-- START --

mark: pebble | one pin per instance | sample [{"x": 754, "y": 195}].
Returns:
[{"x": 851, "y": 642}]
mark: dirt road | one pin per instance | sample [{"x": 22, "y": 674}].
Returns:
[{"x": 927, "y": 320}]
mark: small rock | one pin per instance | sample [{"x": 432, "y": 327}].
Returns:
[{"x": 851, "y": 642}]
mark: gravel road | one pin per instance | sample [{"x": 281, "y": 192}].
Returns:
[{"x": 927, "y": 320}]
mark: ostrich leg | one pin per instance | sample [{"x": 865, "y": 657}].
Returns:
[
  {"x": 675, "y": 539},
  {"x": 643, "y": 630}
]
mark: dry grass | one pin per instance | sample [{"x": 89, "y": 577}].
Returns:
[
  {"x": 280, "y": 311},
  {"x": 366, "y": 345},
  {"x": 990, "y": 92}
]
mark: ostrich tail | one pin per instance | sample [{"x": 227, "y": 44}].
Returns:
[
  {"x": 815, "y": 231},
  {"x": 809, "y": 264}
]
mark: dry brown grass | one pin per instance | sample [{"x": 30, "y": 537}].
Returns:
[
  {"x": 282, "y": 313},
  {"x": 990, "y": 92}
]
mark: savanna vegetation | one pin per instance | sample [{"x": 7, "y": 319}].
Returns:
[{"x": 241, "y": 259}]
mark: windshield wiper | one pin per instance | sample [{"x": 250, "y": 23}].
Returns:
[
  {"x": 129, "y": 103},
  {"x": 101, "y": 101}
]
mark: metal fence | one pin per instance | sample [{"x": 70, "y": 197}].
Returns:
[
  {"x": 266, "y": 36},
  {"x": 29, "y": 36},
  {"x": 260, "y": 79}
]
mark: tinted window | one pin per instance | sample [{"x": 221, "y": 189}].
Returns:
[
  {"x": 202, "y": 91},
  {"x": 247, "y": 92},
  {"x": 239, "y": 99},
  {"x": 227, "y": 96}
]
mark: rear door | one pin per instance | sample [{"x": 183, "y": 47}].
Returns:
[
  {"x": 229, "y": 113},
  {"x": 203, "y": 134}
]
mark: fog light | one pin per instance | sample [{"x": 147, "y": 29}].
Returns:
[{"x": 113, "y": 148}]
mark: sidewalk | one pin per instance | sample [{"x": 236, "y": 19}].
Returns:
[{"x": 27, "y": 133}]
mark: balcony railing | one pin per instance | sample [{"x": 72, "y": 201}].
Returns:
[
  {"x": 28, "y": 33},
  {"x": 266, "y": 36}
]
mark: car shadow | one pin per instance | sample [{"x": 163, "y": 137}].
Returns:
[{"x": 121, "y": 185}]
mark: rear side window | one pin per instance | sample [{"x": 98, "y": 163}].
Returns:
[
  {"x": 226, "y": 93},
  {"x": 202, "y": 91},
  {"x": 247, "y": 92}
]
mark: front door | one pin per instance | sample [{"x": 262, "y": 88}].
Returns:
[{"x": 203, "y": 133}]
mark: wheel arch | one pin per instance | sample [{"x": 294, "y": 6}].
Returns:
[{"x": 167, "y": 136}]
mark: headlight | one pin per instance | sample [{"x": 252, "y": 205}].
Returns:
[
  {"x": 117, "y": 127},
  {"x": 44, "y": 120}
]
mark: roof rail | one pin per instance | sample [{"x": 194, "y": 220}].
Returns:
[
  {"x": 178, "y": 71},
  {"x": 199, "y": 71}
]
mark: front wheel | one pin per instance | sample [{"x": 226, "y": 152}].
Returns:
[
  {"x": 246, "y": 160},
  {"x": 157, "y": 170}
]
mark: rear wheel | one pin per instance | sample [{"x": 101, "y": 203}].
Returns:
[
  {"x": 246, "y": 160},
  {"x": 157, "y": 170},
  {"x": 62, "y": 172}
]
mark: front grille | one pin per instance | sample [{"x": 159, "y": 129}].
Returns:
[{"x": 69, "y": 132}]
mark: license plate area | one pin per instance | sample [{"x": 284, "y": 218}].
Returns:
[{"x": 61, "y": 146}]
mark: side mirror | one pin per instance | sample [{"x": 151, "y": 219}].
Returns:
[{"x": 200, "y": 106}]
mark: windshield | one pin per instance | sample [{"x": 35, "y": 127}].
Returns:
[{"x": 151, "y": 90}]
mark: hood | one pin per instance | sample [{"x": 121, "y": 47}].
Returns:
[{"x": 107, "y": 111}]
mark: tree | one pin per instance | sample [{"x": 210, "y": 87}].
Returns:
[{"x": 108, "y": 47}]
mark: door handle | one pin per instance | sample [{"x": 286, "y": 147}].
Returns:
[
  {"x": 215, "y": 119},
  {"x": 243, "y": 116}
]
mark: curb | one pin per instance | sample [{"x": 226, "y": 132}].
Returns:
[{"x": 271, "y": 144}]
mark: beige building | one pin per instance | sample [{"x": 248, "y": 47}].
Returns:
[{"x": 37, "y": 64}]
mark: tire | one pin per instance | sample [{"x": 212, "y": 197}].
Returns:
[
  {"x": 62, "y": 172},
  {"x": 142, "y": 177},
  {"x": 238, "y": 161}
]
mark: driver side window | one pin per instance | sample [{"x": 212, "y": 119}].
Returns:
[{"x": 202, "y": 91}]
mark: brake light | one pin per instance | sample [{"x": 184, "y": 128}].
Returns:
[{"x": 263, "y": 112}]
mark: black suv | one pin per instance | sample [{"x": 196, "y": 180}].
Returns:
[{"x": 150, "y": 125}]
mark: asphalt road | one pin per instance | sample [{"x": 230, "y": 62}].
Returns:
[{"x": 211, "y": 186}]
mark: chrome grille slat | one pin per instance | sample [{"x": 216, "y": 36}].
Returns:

-- END --

GOAL –
Repeat the data above exactly.

TASK SOLUTION –
mark: pebble | one pin per instance | sample [{"x": 754, "y": 195}].
Returns:
[{"x": 851, "y": 642}]
mark: dirt road | one pin per instance | sample [{"x": 22, "y": 674}].
Returns:
[{"x": 927, "y": 320}]
mark: small rock | one pin per instance | sample [{"x": 432, "y": 327}].
Returns:
[{"x": 851, "y": 642}]
mark: gravel road | one pin per instance | sample [{"x": 281, "y": 192}].
Returns:
[{"x": 927, "y": 320}]
mark: ostrich leg | one pin per instance | sample [{"x": 865, "y": 657}].
Returns:
[
  {"x": 675, "y": 539},
  {"x": 643, "y": 630}
]
mark: dry grass | one pin per instance | sample [{"x": 89, "y": 577}].
Returns:
[
  {"x": 280, "y": 311},
  {"x": 366, "y": 345},
  {"x": 990, "y": 92}
]
mark: ostrich tail | one pin per instance | sample [{"x": 227, "y": 44}].
Returns:
[
  {"x": 815, "y": 231},
  {"x": 809, "y": 264}
]
mark: dry brown grass | one pin per instance | sample [{"x": 30, "y": 537}].
Returns:
[
  {"x": 282, "y": 313},
  {"x": 990, "y": 92}
]
mark: savanna vegetation | one pin per instance | sample [{"x": 7, "y": 319}].
Returns:
[{"x": 241, "y": 259}]
mark: windshield wiper | one pin per instance | sample [{"x": 250, "y": 23}].
Returns:
[
  {"x": 129, "y": 103},
  {"x": 101, "y": 101}
]
mark: metal fence | one pin per instance | sample [{"x": 70, "y": 197}].
Returns:
[
  {"x": 266, "y": 36},
  {"x": 29, "y": 36},
  {"x": 260, "y": 79}
]
mark: tinted window | one pin per instance | sample [{"x": 221, "y": 189}].
Returns:
[
  {"x": 202, "y": 91},
  {"x": 247, "y": 92},
  {"x": 239, "y": 99},
  {"x": 227, "y": 96}
]
mark: rear door | one pin per instance | sample [{"x": 183, "y": 47}].
Returns:
[
  {"x": 229, "y": 113},
  {"x": 203, "y": 134}
]
mark: fog light | one pin per instance | sample [{"x": 147, "y": 29}].
Returns:
[{"x": 113, "y": 148}]
mark: sidewalk | one pin per instance | sample [{"x": 236, "y": 19}].
Returns:
[{"x": 27, "y": 133}]
mark: balcony railing | one pin per instance | sample [{"x": 72, "y": 201}].
Returns:
[
  {"x": 28, "y": 33},
  {"x": 266, "y": 36}
]
mark: car shadow | one pin per instance | sample [{"x": 163, "y": 137}].
Returns:
[{"x": 121, "y": 185}]
mark: rear side window | one pin per instance | sample [{"x": 98, "y": 163}].
Returns:
[
  {"x": 226, "y": 93},
  {"x": 202, "y": 91},
  {"x": 247, "y": 92}
]
mark: front door | one pin per instance | sample [{"x": 262, "y": 88}].
Returns:
[{"x": 203, "y": 133}]
mark: wheel arch | one pin per instance | sample [{"x": 294, "y": 6}].
Returns:
[{"x": 167, "y": 136}]
mark: headlight | one pin per instance | sample [{"x": 252, "y": 205}].
Returns:
[
  {"x": 117, "y": 127},
  {"x": 44, "y": 120}
]
mark: roof rail | one pin per instance | sample [{"x": 194, "y": 220}].
Returns:
[
  {"x": 178, "y": 71},
  {"x": 199, "y": 71}
]
mark: front wheel | one pin per instance | sample [{"x": 226, "y": 152}].
Returns:
[
  {"x": 246, "y": 160},
  {"x": 157, "y": 170}
]
mark: rear wheel | one pin per instance | sample [{"x": 101, "y": 203}].
Returns:
[
  {"x": 246, "y": 160},
  {"x": 157, "y": 170},
  {"x": 62, "y": 172}
]
mark: front grille | one pin per instance | sample [{"x": 159, "y": 129}].
Returns:
[{"x": 69, "y": 132}]
mark: license plate area | one pin per instance | sample [{"x": 284, "y": 218}].
Returns:
[{"x": 61, "y": 146}]
mark: side mirror | one pin per instance | sample [{"x": 151, "y": 219}].
Returns:
[{"x": 200, "y": 106}]
mark: windshield | one pin per instance | sample [{"x": 35, "y": 127}].
Returns:
[{"x": 151, "y": 90}]
mark: hood | one pin per instance | sample [{"x": 121, "y": 47}].
Returns:
[{"x": 107, "y": 111}]
mark: tree | one pin per instance | sample [{"x": 210, "y": 87}].
Returns:
[{"x": 108, "y": 47}]
mark: door handle | one pin per instance | sample [{"x": 286, "y": 147}].
Returns:
[
  {"x": 215, "y": 119},
  {"x": 243, "y": 116}
]
mark: curb | one pin per instance | sample [{"x": 226, "y": 132}].
Returns:
[{"x": 271, "y": 144}]
mark: beige building | one pin per instance | sample [{"x": 248, "y": 47}].
Returns:
[{"x": 37, "y": 64}]
mark: tire | one pin per instance | sample [{"x": 212, "y": 197}].
Returns:
[
  {"x": 62, "y": 172},
  {"x": 142, "y": 177},
  {"x": 238, "y": 161}
]
mark: driver side window | one pin per instance | sample [{"x": 212, "y": 119}].
Returns:
[{"x": 202, "y": 91}]
mark: brake light | one pin per instance | sample [{"x": 184, "y": 128}].
Returns:
[{"x": 263, "y": 112}]
mark: black suv | one pin per instance | sample [{"x": 196, "y": 180}].
Returns:
[{"x": 150, "y": 125}]
mark: asphalt road | one pin per instance | sample [{"x": 230, "y": 62}].
Returns:
[{"x": 211, "y": 186}]
mark: chrome grille slat | one pin per instance | sample [{"x": 216, "y": 36}].
Returns:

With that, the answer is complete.